● **Assignment**:
Transcribe the data below in full, exactly.

● **Supplied information**:

════════════════════

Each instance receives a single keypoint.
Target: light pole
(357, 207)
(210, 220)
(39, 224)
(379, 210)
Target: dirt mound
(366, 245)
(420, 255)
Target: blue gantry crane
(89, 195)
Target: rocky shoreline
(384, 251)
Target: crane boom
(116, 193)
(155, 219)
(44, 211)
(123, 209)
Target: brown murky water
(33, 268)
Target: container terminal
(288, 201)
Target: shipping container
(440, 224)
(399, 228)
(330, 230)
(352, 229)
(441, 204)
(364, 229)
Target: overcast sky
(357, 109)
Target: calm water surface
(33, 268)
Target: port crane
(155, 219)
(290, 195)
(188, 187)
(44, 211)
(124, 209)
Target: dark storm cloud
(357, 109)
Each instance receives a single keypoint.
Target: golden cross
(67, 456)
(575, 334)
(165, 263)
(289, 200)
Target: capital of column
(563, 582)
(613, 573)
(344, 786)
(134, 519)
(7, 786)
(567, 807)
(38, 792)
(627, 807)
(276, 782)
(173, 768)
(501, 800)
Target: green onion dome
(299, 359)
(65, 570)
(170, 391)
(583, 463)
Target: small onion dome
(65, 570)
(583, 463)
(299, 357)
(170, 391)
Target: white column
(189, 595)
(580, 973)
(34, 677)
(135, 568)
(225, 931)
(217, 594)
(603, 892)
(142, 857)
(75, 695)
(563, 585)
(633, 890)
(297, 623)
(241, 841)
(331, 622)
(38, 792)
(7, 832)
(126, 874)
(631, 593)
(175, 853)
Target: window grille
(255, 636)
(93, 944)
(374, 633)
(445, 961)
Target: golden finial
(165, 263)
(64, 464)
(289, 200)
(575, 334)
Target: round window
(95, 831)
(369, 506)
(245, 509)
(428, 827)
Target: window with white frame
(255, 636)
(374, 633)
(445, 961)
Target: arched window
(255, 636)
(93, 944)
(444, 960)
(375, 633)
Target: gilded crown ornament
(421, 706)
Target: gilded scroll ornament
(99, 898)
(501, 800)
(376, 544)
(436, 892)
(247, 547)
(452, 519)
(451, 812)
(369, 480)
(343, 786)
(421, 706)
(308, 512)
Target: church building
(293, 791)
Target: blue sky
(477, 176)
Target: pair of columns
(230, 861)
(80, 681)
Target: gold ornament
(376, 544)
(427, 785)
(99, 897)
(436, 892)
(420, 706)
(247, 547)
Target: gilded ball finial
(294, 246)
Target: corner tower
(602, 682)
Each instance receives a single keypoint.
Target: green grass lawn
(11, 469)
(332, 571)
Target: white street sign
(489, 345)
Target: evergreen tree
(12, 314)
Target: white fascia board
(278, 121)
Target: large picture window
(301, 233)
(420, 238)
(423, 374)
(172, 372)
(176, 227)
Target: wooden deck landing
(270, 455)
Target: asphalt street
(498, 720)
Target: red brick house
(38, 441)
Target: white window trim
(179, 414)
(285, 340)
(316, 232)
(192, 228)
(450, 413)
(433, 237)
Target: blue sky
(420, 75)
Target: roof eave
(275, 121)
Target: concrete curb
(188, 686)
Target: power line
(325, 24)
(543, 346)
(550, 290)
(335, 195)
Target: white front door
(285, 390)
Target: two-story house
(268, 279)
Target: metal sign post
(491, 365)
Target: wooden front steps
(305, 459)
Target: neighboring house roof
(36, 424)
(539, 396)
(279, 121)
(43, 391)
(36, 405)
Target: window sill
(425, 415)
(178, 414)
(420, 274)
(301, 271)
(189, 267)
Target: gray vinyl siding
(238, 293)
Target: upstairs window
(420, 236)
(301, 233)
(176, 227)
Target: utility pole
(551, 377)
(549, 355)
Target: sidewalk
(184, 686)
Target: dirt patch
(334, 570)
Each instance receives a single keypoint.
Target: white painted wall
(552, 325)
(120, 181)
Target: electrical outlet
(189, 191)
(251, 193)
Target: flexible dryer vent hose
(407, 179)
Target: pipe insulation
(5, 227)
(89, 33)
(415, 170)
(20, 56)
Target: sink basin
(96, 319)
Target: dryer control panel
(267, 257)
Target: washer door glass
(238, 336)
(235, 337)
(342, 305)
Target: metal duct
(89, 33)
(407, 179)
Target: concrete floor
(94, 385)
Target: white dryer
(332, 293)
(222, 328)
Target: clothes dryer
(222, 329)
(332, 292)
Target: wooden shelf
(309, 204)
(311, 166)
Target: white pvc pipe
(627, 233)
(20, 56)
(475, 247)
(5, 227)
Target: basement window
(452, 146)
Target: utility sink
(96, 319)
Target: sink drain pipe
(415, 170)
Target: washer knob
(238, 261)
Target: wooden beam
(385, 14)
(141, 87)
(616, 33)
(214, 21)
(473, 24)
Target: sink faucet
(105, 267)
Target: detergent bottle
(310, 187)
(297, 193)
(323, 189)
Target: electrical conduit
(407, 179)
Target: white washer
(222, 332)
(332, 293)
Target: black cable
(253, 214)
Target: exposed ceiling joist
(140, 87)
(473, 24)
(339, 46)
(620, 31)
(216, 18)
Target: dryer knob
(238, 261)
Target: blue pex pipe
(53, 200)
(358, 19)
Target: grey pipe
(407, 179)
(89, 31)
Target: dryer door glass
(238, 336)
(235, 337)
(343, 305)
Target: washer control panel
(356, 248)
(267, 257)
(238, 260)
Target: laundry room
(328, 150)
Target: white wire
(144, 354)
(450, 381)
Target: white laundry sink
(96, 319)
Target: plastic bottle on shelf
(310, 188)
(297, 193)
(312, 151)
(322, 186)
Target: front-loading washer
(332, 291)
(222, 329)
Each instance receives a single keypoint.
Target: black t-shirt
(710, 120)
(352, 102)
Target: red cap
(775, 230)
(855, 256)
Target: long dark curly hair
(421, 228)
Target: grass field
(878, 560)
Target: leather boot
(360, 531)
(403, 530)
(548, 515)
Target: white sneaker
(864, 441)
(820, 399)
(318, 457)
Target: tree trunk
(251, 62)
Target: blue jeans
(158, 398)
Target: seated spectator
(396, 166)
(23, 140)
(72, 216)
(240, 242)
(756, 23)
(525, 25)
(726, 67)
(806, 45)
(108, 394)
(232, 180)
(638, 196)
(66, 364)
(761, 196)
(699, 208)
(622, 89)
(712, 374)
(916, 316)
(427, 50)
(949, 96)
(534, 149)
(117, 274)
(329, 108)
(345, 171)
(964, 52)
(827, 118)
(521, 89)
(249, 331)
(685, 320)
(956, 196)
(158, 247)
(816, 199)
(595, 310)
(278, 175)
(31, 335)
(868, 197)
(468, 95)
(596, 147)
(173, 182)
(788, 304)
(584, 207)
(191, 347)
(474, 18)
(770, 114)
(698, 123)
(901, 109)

════════════════════

● **Written answer**:
Each instance receives a single keypoint.
Target: light pole
(357, 207)
(210, 220)
(39, 224)
(379, 210)
Target: dirt mound
(366, 245)
(420, 255)
Target: blue gantry crane
(89, 195)
Target: rocky shoreline
(384, 251)
Target: crane boom
(116, 193)
(155, 219)
(44, 211)
(123, 209)
Target: brown murky water
(33, 268)
Target: container terminal
(288, 201)
Target: shipping container
(440, 224)
(399, 228)
(330, 230)
(352, 229)
(441, 204)
(364, 229)
Target: overcast sky
(357, 109)
Target: calm water surface
(33, 268)
Target: port crane
(155, 219)
(290, 195)
(188, 187)
(44, 211)
(124, 209)
Target: dark storm cloud
(357, 109)
Each instance receives a single keypoint.
Target: golden cross
(67, 456)
(575, 334)
(165, 263)
(289, 200)
Target: capital of column
(563, 582)
(613, 573)
(344, 786)
(134, 519)
(7, 786)
(567, 807)
(38, 792)
(627, 807)
(276, 782)
(173, 768)
(501, 800)
Target: green onion dome
(299, 359)
(65, 570)
(170, 391)
(583, 463)
Target: small onion dome
(65, 570)
(583, 463)
(299, 357)
(170, 391)
Target: white column
(189, 595)
(580, 973)
(34, 677)
(135, 568)
(225, 931)
(217, 594)
(603, 892)
(142, 857)
(75, 695)
(563, 585)
(633, 890)
(297, 623)
(241, 841)
(331, 622)
(38, 792)
(7, 832)
(126, 874)
(631, 593)
(175, 853)
Target: window grille
(255, 636)
(93, 944)
(374, 633)
(445, 961)
Target: golden finial
(165, 263)
(64, 464)
(289, 200)
(575, 334)
Target: round window
(95, 831)
(369, 506)
(245, 509)
(428, 827)
Target: window with white frame
(255, 636)
(374, 633)
(445, 961)
Target: arched window
(255, 636)
(93, 944)
(444, 960)
(375, 633)
Target: gilded crown ornament
(421, 706)
Target: gilded scroll ornament
(99, 898)
(501, 800)
(376, 544)
(436, 892)
(247, 547)
(452, 519)
(451, 812)
(369, 480)
(343, 786)
(421, 706)
(308, 512)
Target: church building
(293, 791)
Target: blue sky
(477, 176)
Target: pair of columns
(230, 861)
(80, 681)
Target: gold ornament
(376, 544)
(427, 785)
(99, 897)
(436, 892)
(420, 706)
(247, 547)
Target: gilded ball finial
(294, 246)
Target: corner tower
(602, 682)
Each instance receives a single keypoint.
Target: green grass lawn
(11, 469)
(332, 571)
Target: white street sign
(489, 345)
Target: evergreen tree
(12, 314)
Target: white fascia board
(278, 121)
Target: large picture window
(301, 233)
(420, 238)
(423, 374)
(172, 372)
(176, 227)
Target: wooden deck landing
(270, 455)
Target: asphalt street
(498, 720)
Target: red brick house
(38, 441)
Target: white window trim
(179, 414)
(285, 340)
(316, 232)
(192, 228)
(450, 413)
(433, 237)
Target: blue sky
(420, 75)
Target: roof eave
(275, 121)
Target: concrete curb
(188, 686)
Target: power line
(325, 24)
(543, 346)
(550, 290)
(335, 195)
Target: white front door
(285, 390)
Target: two-story house
(268, 279)
Target: metal sign post
(491, 365)
Target: wooden front steps
(305, 459)
Target: neighboring house roof
(36, 424)
(539, 396)
(279, 121)
(43, 391)
(36, 405)
Target: window sill
(425, 415)
(178, 414)
(420, 274)
(301, 271)
(189, 267)
Target: gray vinyl siding
(238, 293)
Target: upstairs window
(420, 236)
(301, 233)
(176, 227)
Target: utility pole
(551, 377)
(549, 355)
Target: sidewalk
(184, 686)
Target: dirt patch
(334, 570)
Each instance receives a single keypoint.
Target: white painted wall
(552, 325)
(120, 181)
Target: electrical outlet
(189, 191)
(251, 193)
Target: flexible dryer vent hose
(407, 179)
Target: pipe insulation
(5, 227)
(89, 33)
(415, 170)
(20, 56)
Target: sink basin
(96, 319)
Target: dryer control panel
(267, 257)
Target: washer door glass
(238, 336)
(235, 337)
(342, 305)
Target: metal duct
(89, 33)
(407, 179)
Target: concrete floor
(94, 385)
Target: white dryer
(332, 293)
(222, 328)
Target: clothes dryer
(222, 329)
(332, 292)
Target: wooden shelf
(309, 204)
(311, 166)
Target: white pvc pipe
(627, 233)
(20, 56)
(475, 247)
(5, 227)
Target: basement window
(452, 146)
Target: utility sink
(96, 319)
Target: sink drain pipe
(415, 170)
Target: washer knob
(238, 261)
Target: wooden beam
(385, 14)
(141, 87)
(616, 33)
(214, 21)
(473, 24)
Target: sink faucet
(105, 267)
Target: detergent bottle
(310, 187)
(297, 193)
(323, 189)
Target: electrical conduit
(407, 179)
Target: white washer
(222, 332)
(332, 293)
Target: black cable
(253, 214)
Target: exposed ceiling joist
(140, 87)
(473, 24)
(339, 46)
(620, 31)
(216, 18)
Target: dryer knob
(238, 261)
Target: blue pex pipe
(53, 200)
(358, 19)
Target: grey pipe
(407, 179)
(89, 31)
Target: dryer door glass
(238, 336)
(235, 337)
(343, 305)
Target: washer control panel
(356, 248)
(267, 257)
(238, 260)
Target: laundry room
(328, 150)
Target: white wire
(144, 354)
(450, 381)
Target: white laundry sink
(96, 319)
Target: plastic bottle on shelf
(310, 188)
(297, 193)
(312, 151)
(322, 186)
Target: front-loading washer
(332, 291)
(222, 329)
Each instance receives a single keypoint.
Target: black t-shirt
(710, 120)
(352, 102)
Target: red cap
(775, 230)
(855, 256)
Target: long dark curly hair
(421, 228)
Target: grass field
(878, 560)
Target: leather boot
(360, 531)
(403, 530)
(548, 515)
Target: white sneaker
(864, 441)
(820, 399)
(318, 457)
Target: tree trunk
(251, 62)
Target: blue jeans
(158, 398)
Target: seated spectator
(396, 166)
(23, 140)
(72, 216)
(240, 242)
(756, 23)
(525, 25)
(726, 67)
(806, 45)
(108, 394)
(232, 180)
(638, 196)
(66, 364)
(761, 196)
(699, 208)
(622, 89)
(712, 374)
(916, 316)
(427, 50)
(949, 96)
(534, 149)
(117, 274)
(329, 108)
(345, 171)
(964, 52)
(827, 118)
(521, 89)
(249, 331)
(685, 320)
(956, 196)
(158, 247)
(816, 199)
(595, 310)
(278, 175)
(31, 335)
(868, 197)
(468, 95)
(596, 147)
(173, 182)
(788, 304)
(584, 207)
(191, 347)
(474, 18)
(770, 114)
(698, 123)
(901, 109)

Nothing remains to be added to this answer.